- Lesetext -
• • • • • • •
Julius Bär sieht wirtschaftlichen Wiederaufstieg des Westens

Julius Bär sieht wirtschaftlichen Wiederaufstieg des Westens

Janwillem Acket, Chefökonom der Bank Julius Bär. (Foto: Julius Bär)

Zürich – Die klassischen Industrieländer kommen wieder in Schwung. Gemäss der Bank Julius Bär erlangen derzeit traditionelle Wachstumslokomotiven wie die USA, Deutschland oder Japan wieder mehr Bedeutung in der Weltwirtschaft. Die Schwellenländer beginnen dagegen zum Teil «zu husten».

«Wir können von den entwickelten Ländern etwas mehr Tempo erwarten», sagte der Chefökonom der Vermögensverwaltungsbank, Janwillem Acket, am Mittwoch in Zürich bei der Vorstellung eines Finanzmarktausblicks. Ein wichtiger Grund dafür sei die Politik des billigen Geldes, welche die Notenbanken mit ihren Zinsen nahe Null verfolgen, um die Wirtschaft auf Trab zu bringen.

Wirtschaftswachstum von 2 % im kommenden Jahr möglich
Auch die Schweizerische Nationalbank hält die Zinsen tief. Die Schweiz sei allerdings auch dank der robusten Wirtschaft, wo die Maschinenbau-, Elektro und Metallindustrie deutlich steigende Auftragseingänge verzeichne und der Export an Fahrt gewinne, in der absoluten Spitzengruppe der Wachstumsländer. Ein Wirtschaftswachstum über 2% liegt im nächsten Jahr laut Julius Bär drin.

Frankreich und Italien als Sorgenkinder
Im Aufschwung sieht Julius Bär auch Grossbritannien. Am meisten Sorgen macht sich Acket aber um zwei andere alte Industriemächte: Frankreich und Italien. Die mangelnde Wettbewerbsfähigkeit und das sich radikalisierende politische Klima liessen vor allem Frankreich zum grössten Unsicherheitsfaktor in der Eurozone werden.

Wettbewerbsfähigkeit steigt
Die Länder der Einheitswährung befinden sich in den Betrachtungen der Bank zwar noch an einer kritischen Stelle der Entwicklung, doch sieht Acket Besserung in den Problemstaaten: «Die klassischen Krisenländer sind gar nicht so schlecht unterwegs», sagte er. Die Lohnstückkosten in Spanien, Irland, Portugal und gar Griechenland näherten sich dem Niveau Deutschlands an, wobei gerade Deutschland Abstriche bei der Wettbewerbsfähigkeit drohte: Eine künftige Regierung würde mit einen flächendeckenden Mindestlohn die Lohnkosten erhöhen und das Land weniger konkurrenzfähig machen.
• • • • • • •
- Auflistung -
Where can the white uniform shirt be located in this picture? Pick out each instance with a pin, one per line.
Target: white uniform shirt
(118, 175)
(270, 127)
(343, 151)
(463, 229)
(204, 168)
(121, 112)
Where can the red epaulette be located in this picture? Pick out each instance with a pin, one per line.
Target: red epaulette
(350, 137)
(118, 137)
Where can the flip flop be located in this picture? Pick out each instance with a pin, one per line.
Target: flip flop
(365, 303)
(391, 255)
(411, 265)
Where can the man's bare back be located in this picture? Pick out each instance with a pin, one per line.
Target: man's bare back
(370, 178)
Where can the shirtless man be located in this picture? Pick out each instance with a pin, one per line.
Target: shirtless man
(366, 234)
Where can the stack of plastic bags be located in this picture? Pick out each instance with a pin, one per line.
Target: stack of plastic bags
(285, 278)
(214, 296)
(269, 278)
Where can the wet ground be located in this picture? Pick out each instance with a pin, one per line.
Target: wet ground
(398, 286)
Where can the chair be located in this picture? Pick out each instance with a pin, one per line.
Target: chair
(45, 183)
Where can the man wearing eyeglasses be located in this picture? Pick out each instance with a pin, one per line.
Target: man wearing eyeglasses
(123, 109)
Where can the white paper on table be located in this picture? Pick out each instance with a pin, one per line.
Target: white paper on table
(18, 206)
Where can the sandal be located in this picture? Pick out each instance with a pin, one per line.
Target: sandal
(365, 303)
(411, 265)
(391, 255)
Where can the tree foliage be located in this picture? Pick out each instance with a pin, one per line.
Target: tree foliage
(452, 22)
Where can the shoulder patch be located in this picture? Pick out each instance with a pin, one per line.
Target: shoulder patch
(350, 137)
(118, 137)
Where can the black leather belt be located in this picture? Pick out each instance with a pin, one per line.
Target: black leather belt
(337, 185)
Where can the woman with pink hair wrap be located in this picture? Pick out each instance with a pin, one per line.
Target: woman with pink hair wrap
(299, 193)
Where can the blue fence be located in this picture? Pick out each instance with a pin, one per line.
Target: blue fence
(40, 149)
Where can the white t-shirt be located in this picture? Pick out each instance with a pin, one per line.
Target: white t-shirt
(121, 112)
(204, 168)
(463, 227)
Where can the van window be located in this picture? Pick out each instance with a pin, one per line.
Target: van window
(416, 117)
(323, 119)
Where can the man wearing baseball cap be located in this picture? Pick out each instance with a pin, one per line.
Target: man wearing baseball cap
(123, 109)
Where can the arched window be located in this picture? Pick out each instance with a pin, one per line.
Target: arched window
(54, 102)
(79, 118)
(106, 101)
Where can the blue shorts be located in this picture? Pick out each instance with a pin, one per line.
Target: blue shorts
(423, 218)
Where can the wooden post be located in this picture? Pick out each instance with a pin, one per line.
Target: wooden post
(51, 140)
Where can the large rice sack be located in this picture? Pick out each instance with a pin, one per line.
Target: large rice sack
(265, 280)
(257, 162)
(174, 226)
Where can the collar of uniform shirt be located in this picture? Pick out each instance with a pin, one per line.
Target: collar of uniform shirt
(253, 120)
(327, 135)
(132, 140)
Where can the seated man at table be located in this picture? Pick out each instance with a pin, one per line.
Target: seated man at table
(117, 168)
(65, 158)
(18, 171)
• • • • • • •
- Kurze Übung A -
Schreiben Sie aus den Datensätzen die Zeilen von der Zeile mit „Where can the wooden“ bis einschließlich der letzten Zeile der Datensätze unverändert ab.
- Kurze Übung B -
Führen Sie den Text zum Konjunkturausblick der Bank Julius Bär im Anschluss an seinen letzten Satz weiter.

- Schriftliche Antwort A -
Where can the wooden post be located in this picture? Pick out each instance with a pin, one per line.
Target: wooden post
(51, 140)
Where can the large rice sack be located in this picture? Pick out each instance with a pin, one per line.
Target: large rice sack
(265, 280)
(257, 162)
(174, 226)
Where can the collar of uniform shirt be located in this picture? Pick out each instance with a pin, one per line.
Target: collar of uniform shirt
(253, 120)
(327, 135)
(132, 140)
Where can the seated man at table be located in this picture? Pick out each instance with a pin, one per line.
Target: seated man at table
(117, 168)
(65, 158)
(18, 171)

- Schriftliche Antwort B -
Etwa in Spanien, das jüngst aus der Rezession herauskam, habe der Privatsektor die Zeichen der Zeit erkannt und sei wettbewerbsfähiger geworden, sagte Acket. Einen Weckruf bräuchte namentlich auch Frankreich, das sich sonst von der Entwicklung abkoppeln könnte.

Geldschleusen werden enger
Von den grossen Schwellenländern kommt nur China in die Gänge. Brasilien, Russland und Indien erleben eine Abkühlung. Während die Notenbanken der Eurozone, Japans, Grossbritanniens und der Schweiz die Zinsen auch 2014 rekordtief halten dürften, mussten etwa die Währungshüter in Indien, Brasilien und Indonesien schon jetzt wegen schwächelnder Währung und Inflation die Zinsen anheben.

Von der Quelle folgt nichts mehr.